(Beginning of Exercise material)
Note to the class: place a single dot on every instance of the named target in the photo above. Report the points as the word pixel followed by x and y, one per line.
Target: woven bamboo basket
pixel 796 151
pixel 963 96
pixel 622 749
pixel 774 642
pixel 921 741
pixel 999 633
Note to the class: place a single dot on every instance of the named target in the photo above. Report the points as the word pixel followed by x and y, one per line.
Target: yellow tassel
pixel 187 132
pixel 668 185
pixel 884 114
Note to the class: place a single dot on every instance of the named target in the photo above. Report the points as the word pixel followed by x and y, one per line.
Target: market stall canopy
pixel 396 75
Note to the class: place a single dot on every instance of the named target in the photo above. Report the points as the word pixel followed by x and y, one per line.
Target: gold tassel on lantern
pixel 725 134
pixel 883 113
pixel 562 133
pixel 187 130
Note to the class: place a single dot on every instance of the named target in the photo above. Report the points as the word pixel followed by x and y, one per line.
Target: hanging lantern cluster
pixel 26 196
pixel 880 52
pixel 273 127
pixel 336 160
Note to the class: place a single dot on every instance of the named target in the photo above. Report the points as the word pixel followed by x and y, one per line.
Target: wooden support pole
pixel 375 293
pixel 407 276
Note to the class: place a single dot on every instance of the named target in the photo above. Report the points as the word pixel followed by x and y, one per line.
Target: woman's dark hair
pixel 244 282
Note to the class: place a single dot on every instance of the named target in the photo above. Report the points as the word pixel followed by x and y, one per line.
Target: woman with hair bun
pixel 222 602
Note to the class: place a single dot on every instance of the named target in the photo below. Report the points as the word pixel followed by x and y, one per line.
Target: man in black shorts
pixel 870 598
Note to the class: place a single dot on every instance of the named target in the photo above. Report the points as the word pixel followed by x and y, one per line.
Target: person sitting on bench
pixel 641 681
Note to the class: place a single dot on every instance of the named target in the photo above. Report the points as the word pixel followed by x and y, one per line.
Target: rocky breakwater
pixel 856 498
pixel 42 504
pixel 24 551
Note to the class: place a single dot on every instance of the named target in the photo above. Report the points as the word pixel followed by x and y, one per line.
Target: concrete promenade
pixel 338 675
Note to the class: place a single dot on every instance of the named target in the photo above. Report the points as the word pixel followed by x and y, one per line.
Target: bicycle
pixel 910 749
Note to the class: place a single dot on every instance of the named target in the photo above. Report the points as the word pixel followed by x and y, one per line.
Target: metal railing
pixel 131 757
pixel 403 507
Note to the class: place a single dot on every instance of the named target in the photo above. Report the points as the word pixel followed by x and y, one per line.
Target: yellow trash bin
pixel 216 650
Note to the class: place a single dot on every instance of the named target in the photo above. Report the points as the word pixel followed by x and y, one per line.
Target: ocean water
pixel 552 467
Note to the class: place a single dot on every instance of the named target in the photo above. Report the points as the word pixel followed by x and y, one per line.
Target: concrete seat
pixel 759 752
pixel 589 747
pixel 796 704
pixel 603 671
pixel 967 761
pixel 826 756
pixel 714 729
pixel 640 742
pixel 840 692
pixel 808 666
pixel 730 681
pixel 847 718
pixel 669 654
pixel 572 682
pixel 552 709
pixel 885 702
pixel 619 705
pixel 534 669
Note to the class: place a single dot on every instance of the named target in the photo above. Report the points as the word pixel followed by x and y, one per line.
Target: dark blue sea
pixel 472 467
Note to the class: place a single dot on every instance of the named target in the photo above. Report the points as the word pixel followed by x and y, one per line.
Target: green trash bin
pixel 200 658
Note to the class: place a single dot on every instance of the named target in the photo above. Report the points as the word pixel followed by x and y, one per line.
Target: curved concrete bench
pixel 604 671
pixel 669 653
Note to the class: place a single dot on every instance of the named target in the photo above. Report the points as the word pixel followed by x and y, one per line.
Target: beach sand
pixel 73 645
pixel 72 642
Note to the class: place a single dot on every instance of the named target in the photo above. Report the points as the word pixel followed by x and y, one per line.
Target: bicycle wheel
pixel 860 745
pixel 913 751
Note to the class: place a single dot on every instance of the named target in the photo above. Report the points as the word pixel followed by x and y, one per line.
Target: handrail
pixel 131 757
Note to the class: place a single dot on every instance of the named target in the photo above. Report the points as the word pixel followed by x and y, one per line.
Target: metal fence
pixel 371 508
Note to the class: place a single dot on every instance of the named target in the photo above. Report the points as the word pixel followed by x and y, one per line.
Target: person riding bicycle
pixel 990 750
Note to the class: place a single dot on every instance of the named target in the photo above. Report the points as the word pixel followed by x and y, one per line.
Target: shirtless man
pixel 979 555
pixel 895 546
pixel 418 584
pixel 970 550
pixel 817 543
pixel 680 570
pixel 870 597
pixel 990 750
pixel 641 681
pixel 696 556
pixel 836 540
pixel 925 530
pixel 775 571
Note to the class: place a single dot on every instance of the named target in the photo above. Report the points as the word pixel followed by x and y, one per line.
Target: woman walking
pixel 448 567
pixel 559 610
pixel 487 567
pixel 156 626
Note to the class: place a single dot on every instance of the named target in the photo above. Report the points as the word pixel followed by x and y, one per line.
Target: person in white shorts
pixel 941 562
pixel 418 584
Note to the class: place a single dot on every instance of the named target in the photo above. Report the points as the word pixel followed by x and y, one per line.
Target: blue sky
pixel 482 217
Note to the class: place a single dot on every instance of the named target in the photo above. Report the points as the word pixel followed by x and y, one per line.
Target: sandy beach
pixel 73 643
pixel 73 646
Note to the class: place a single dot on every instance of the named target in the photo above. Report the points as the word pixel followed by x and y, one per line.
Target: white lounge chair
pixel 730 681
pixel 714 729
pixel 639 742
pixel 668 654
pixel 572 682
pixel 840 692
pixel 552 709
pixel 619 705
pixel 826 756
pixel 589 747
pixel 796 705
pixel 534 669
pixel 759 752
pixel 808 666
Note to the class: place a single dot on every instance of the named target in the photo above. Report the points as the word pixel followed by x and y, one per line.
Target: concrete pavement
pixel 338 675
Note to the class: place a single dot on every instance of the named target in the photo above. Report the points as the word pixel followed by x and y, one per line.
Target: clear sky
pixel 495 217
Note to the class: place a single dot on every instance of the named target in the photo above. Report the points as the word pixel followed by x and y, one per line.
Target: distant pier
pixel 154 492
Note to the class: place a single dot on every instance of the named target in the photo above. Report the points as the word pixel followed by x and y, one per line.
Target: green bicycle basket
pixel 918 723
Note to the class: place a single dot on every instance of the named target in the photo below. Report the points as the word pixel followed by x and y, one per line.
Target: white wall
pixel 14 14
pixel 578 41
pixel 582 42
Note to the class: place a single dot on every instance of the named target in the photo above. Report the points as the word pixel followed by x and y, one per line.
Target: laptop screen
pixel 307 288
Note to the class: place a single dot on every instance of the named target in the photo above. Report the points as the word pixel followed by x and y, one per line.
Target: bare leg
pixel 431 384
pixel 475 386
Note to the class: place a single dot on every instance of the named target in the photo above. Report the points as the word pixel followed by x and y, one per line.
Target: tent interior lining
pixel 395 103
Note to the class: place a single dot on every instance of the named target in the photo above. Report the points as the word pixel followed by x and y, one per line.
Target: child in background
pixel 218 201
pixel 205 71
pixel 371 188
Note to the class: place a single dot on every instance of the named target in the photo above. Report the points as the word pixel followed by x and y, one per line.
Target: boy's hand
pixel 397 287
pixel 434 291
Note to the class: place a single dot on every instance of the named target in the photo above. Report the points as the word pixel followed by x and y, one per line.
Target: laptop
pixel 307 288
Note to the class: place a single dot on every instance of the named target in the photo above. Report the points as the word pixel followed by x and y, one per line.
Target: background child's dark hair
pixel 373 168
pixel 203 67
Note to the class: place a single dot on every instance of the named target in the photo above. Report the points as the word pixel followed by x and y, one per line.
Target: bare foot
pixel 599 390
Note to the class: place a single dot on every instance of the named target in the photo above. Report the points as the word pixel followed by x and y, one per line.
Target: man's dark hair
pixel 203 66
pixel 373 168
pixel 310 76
(End of Exercise material)
- **Your task**: Give back exactly the lines from the one that contains "Target: bare foot" to the end of the material, both ends kept, and no other line.

- **Result of this task**:
Target: bare foot
pixel 599 390
Note to the class: place a single dot on every instance of the named target in the photo above. Report the points as the word pixel followed by x and y, one per line.
Target: man's dark hair
pixel 203 66
pixel 373 168
pixel 310 76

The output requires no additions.